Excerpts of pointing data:
BEGIN
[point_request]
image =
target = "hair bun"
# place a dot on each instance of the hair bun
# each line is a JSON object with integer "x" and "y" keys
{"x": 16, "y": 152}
END
» What is being asked:
Convert every line of the items above into a numbered list, omitting blank lines.

» Written reply:
1. [point_request]
2. image =
3. target = "hair bun"
4. # place a dot on each instance of the hair bun
5. # each line is a JSON object with integer "x" and "y" keys
6. {"x": 16, "y": 152}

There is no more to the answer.